--- Your task ---
Below are entries; output exactly the lines from the one with "Label a point on each instance of the gabled" to the one with "Label a point on each instance of the yellow building", both included, and nothing else.

--- Material shown ---
---*---

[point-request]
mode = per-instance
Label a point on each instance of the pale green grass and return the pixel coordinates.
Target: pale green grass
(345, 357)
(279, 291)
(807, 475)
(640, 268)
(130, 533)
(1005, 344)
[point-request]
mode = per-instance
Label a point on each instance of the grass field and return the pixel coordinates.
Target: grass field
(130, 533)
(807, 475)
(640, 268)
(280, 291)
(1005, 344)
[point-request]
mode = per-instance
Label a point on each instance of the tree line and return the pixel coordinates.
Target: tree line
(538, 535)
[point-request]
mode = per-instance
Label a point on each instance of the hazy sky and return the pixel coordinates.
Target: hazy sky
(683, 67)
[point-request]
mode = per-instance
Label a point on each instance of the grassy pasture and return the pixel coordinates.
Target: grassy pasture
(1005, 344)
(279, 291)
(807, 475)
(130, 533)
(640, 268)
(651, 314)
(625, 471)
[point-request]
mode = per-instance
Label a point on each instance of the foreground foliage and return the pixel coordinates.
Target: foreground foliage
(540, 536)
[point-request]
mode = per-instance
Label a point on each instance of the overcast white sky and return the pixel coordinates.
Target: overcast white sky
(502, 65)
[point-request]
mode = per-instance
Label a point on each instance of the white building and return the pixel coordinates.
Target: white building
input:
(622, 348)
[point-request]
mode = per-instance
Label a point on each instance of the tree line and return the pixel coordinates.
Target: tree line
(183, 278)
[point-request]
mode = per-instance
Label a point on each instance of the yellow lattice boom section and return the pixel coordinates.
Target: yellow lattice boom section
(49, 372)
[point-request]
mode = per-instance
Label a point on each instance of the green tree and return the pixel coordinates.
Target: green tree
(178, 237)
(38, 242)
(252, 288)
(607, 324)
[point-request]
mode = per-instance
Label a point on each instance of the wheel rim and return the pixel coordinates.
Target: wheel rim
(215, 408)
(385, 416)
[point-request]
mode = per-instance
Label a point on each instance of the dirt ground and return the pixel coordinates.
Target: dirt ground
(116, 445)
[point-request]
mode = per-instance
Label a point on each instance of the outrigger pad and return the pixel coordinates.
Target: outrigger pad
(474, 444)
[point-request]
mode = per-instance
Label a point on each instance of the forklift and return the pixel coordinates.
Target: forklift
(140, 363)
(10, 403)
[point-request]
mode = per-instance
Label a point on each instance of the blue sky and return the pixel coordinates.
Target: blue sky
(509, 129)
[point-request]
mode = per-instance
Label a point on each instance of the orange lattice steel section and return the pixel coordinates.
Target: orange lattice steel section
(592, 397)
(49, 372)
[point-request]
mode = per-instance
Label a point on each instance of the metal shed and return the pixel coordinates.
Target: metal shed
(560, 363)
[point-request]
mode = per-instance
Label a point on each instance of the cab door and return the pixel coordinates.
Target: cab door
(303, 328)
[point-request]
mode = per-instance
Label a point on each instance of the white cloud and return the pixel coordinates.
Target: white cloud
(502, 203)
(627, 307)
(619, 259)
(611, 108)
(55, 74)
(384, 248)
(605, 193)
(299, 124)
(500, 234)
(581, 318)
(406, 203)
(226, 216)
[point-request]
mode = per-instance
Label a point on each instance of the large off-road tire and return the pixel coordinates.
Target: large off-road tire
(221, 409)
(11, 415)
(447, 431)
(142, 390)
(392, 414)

---*---

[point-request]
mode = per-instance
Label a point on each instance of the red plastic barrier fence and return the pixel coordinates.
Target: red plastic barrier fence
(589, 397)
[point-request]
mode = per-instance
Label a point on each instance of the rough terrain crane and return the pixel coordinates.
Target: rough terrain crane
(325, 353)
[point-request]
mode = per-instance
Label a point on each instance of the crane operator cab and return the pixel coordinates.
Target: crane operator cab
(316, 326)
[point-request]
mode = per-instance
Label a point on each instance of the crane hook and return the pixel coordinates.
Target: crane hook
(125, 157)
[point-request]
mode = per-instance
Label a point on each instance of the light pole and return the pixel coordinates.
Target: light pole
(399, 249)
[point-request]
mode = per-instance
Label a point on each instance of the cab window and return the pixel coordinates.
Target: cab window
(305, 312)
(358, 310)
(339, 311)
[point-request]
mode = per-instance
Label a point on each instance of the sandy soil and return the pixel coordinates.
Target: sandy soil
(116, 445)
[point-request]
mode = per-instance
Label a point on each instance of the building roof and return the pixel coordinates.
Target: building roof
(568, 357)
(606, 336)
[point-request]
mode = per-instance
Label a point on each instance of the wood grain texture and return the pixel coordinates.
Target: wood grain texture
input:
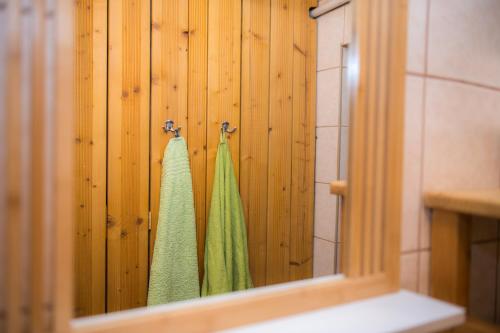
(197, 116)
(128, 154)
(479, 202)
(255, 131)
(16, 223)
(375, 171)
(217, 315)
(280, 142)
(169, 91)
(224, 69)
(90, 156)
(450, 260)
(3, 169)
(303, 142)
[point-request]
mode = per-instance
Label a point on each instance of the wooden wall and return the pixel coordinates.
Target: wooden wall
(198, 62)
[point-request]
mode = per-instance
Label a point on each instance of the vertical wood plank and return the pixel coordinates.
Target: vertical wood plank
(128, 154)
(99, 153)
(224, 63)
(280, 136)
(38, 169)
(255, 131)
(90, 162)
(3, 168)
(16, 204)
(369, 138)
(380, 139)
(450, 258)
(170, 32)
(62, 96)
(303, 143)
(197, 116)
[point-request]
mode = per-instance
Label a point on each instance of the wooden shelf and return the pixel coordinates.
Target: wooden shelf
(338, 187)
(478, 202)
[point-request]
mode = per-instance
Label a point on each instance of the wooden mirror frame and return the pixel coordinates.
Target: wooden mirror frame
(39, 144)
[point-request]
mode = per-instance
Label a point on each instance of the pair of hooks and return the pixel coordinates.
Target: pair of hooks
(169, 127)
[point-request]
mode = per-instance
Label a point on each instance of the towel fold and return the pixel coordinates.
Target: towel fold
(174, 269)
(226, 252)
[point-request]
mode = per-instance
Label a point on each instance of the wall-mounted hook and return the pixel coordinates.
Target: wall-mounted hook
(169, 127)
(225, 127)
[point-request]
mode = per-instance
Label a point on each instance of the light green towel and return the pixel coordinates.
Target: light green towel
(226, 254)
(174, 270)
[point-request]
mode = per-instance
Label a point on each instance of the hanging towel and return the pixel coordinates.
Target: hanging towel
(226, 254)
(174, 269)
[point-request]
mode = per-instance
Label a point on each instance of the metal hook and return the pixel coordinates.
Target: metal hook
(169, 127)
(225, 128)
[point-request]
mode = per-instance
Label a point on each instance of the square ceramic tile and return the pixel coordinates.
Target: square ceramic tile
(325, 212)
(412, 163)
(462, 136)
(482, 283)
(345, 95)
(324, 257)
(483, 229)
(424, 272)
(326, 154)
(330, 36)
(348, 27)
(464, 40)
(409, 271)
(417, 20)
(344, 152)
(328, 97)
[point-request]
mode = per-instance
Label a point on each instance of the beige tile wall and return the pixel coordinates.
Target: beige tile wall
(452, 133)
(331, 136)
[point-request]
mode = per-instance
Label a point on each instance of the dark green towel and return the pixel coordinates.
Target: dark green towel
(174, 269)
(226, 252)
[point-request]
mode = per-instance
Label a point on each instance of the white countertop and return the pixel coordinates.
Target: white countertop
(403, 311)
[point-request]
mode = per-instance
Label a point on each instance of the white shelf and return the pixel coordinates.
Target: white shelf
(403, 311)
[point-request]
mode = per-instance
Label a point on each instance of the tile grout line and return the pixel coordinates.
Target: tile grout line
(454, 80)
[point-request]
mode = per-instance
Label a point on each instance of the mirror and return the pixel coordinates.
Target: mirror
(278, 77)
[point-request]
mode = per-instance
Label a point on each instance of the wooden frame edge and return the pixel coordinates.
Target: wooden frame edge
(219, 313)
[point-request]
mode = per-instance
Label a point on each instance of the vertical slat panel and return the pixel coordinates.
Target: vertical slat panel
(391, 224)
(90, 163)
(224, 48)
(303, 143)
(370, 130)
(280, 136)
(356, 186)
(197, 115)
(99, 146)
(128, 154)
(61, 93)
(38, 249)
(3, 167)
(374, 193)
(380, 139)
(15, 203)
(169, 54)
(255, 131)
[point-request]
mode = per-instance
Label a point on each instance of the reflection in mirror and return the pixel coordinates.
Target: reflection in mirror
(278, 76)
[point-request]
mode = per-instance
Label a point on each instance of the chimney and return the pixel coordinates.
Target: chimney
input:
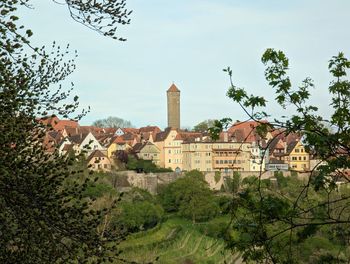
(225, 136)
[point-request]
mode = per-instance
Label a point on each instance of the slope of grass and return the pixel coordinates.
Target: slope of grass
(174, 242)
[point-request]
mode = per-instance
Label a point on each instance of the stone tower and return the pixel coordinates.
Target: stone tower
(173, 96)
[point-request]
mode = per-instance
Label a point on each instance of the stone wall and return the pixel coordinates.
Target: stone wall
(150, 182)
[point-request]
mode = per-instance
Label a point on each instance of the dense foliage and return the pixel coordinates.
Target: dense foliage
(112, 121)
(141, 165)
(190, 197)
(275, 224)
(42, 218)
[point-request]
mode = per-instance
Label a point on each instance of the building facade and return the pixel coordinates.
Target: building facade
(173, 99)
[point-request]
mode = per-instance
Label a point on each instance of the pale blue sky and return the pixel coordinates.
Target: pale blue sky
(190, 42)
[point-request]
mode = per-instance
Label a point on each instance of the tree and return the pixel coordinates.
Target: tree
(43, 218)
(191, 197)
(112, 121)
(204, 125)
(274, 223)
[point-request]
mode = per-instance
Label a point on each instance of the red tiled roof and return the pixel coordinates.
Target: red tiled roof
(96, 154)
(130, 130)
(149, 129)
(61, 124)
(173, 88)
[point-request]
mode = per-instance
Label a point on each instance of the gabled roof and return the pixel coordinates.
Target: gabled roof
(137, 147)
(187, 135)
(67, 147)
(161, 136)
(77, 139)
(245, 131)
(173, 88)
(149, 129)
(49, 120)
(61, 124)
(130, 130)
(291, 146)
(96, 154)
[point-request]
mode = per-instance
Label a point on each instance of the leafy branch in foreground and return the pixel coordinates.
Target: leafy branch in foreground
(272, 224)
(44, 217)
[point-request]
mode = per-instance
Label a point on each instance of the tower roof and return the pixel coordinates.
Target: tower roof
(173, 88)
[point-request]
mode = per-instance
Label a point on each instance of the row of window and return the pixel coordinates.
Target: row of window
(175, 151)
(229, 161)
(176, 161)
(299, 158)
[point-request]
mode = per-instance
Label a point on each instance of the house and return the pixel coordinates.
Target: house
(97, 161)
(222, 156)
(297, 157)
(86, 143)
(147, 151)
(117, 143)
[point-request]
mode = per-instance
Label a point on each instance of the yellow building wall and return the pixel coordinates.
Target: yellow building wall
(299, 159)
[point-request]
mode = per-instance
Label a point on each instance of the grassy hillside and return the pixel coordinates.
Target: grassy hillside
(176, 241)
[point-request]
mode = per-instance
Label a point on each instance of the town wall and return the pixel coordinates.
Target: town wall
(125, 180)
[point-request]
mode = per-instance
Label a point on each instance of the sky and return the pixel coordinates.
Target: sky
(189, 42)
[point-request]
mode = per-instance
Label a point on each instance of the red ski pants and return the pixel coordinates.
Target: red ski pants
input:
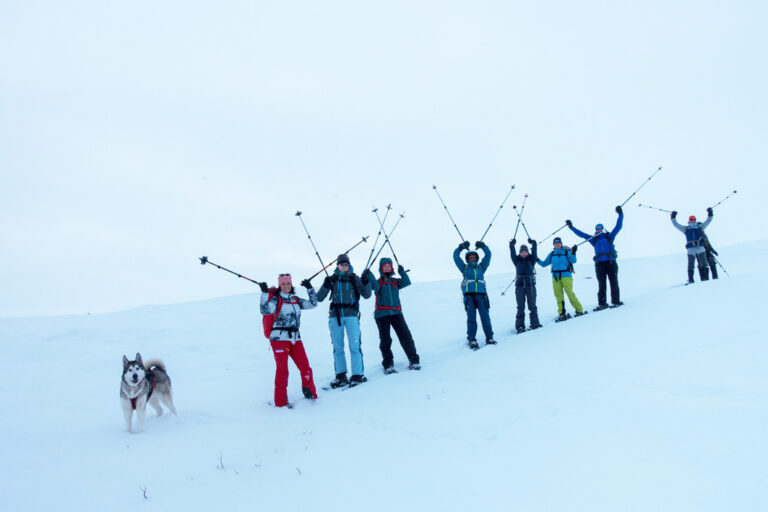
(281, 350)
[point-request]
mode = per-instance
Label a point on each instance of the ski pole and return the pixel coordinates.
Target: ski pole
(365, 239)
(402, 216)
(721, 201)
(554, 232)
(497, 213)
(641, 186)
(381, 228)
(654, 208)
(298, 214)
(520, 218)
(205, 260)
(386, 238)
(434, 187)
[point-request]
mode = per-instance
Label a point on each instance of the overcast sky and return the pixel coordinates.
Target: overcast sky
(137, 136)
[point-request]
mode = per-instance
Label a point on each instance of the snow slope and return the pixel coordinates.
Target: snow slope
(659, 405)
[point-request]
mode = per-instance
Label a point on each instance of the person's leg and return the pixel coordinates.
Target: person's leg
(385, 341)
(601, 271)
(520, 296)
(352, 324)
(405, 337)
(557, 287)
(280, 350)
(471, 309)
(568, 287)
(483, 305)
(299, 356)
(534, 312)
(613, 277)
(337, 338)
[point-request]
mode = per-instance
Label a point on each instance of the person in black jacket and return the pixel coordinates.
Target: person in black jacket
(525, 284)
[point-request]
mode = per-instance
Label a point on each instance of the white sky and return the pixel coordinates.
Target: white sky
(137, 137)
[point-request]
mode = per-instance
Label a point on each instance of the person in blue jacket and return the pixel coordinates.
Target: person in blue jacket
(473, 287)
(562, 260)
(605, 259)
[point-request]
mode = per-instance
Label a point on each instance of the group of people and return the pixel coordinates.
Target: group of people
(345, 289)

---*---

--- Task answer ---
Label a point on each instance of the gabled roof and return the pixel coordinates.
Target: gabled roof
(137, 147)
(187, 135)
(67, 147)
(161, 136)
(77, 139)
(245, 131)
(173, 88)
(149, 129)
(49, 120)
(61, 124)
(130, 130)
(291, 146)
(96, 154)
[point-request]
mode = per-instance
Label a point on each instance of the leafy branch in foreground and return the pixel coordinates.
Target: leafy branch in foreground
(272, 224)
(44, 217)
[point-request]
mode = per-instance
Label a point on each instance of the tower roof and return the pixel coordinates.
Target: tower roof
(173, 88)
[point-request]
mode = per-instance
Label a point on each instance of the row of window and return the pixel coordinates.
Target: row of window
(175, 151)
(229, 161)
(176, 161)
(299, 158)
[point-request]
mode = per-instance
Label a point on each instance of the house and return the pixel coordinates.
Target: house
(97, 161)
(222, 156)
(297, 157)
(86, 143)
(147, 151)
(117, 143)
[point-request]
mode = per-instance
Label a point on each instance of the yellow building wall and return the pixel coordinates.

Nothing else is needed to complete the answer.